──────── Excerto selecionado

A temática da queda é central na cultura judaico-cristã. A queda de Adão e Eva ou a queda de Lúcifer, o anjo da luz, são mitos estruturantes do nosso imaginário e estão presentes na própria construção da obra. Fundamentalmente, a queda do casal originador da espécie humana. O que surpreende na leitura do romance é que a queda não arrasta consigo o castigo. Pelo contrário, a queda trouxe a felicidade ao herói caído. Se há ironia na obra, ela começa com o título e a forma como a temática da queda é tratada.

Duas linhas de reflexão podem ser interessantes. Uma diz respeito à tensão entre eternidade e historicidade. A segunda mobiliza os pólos da convenção e da natureza. Da conjugação destas duas linhas poder-se-á encontrar uma chave de leitura que se coloque para além das abordagens escolares e rotineiras sobre esta obra de Camilo. A queda é o elemento central onde se cruzam estas duas linhas.

O decaído é Calisto Elói de Silos e Benevides de Barbuda, morgado de Agra de Freimas, fidalgo minhoto, casado com a sua prima D. Teodora de Figueiroa. Um conservador, de orientação miguelista e, por isso mesmo, antiliberal, de horizontes existenciais puramente paroquiais, que vive fechado na leitura dos clássicos, nomeadamente os clássicos portugueses, os quais, para o fidalgo de Agra de Freimas, não iam para além de D. Francisco Manuel de Melo. O mundo, os modos e a moda são aqueles que o tempo cristalizou e que, aos olhos de Calisto Elói, constituem a eterna essência da portugalidade. Vivendo na aldeia de Caçarelhos, no concelho de Miranda do Douro (hoje a aldeia pertence ao concelho de Vimioso), o fidalgo acaba por ser eleito para o parlamento, onde entra como uma espécie de deputado independente.

────────────────

Retome o texto sobre o tema da queda na obra de Camilo e dê-lhe seguimento a partir da última frase.

──────── Excertos de dados

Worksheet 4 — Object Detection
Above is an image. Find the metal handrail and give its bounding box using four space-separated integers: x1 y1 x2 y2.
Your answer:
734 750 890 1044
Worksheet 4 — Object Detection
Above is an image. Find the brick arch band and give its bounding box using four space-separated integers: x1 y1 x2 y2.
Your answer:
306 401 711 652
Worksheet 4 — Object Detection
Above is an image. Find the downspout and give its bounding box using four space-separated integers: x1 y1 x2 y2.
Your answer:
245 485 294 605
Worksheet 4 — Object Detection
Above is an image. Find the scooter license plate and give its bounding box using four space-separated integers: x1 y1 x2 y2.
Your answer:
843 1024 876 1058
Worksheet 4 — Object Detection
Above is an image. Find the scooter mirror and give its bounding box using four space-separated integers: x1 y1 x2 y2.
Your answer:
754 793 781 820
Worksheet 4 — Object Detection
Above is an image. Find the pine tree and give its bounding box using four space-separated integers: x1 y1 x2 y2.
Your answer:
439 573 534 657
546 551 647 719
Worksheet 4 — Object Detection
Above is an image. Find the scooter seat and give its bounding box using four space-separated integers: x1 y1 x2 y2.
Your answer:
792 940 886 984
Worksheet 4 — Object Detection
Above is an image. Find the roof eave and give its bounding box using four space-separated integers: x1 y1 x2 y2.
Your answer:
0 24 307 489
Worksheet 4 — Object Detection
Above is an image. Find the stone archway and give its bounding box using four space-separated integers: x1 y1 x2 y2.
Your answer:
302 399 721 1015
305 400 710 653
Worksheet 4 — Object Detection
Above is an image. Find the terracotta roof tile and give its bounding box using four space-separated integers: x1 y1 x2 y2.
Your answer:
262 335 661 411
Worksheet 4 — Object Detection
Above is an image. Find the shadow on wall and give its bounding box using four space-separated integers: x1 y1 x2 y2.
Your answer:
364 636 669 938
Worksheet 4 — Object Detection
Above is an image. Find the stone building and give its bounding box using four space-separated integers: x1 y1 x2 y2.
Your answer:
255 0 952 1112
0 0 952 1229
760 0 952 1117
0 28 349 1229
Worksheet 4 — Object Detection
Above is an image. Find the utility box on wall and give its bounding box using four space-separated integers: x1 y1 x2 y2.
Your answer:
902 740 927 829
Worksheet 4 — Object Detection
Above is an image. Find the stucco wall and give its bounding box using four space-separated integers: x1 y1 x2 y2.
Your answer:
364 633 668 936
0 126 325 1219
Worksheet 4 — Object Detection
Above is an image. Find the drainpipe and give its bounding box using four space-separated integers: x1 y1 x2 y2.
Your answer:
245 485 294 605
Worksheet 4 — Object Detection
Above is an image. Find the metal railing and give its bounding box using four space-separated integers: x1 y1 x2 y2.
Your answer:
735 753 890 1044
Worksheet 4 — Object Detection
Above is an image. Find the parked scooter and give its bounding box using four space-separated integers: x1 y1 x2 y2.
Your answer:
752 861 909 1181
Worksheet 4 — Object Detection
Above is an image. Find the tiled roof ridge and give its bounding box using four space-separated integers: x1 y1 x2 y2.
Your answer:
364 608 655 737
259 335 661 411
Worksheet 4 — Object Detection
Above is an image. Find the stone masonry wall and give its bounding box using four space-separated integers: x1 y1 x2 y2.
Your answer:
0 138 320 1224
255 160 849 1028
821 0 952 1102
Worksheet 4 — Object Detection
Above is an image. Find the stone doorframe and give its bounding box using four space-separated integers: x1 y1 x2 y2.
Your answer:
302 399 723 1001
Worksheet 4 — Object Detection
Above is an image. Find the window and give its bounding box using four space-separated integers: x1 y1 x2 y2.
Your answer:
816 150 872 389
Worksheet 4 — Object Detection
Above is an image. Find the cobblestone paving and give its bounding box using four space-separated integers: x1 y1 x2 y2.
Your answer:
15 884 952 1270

────────────────

Resultado da tarefa:
Um dos traços fundamentais para o leitor de hoje perceber o Portugal de então reside na distância a que Lisboa ficava de Miranda. A distância deve ser medida em tempo e não em quilómetros. Quinze dias levavam os protagonistas do romance da capital a Miranda do Douro. Os quinze dias simbolizam muito mais que a mera morosidade dos transportes. Simbolizam a distância que vai da eternidade à historicidade. Ao ser eleito, Calisto Elói apresenta-se no parlamento como uma figura anacrónica, intempestiva, vestido de uma forma que há muito passara de moda e com um português, também ele e apesar da sua suposta pureza, desfasado do calão político que dominava o parlamento.

Há, neste primeiro momento de Calisto Elói em Lisboa, uma construção da personagem que roça o D. Quixote. Apesar dos discursos do deputado mirandense trazerem um certo sentido moral que tocava os corações, a verdade é que, o mais das vezes, ele combatia moinhos de vento, como é o caso do célebre discurso contra o luxo e a depravação dos costumes pelo teatro. O ridículo emergia do choque daquilo que a personagem pensava ser a visão eterna da portugalidade com uma realidade mesquinha, que é a realidade historicamente determinada que é dada a viver aos homens. Contudo, este ridículo não se confunde com o da comédia grega. Nesta, o ridículo é gerado pela baixeza e vulgaridade das personagens; no romance de Camilo, o cómico nasce do deslocamento de uma personagem nobre que é transportada de um mundo supostamente imutável para o centro da história do país.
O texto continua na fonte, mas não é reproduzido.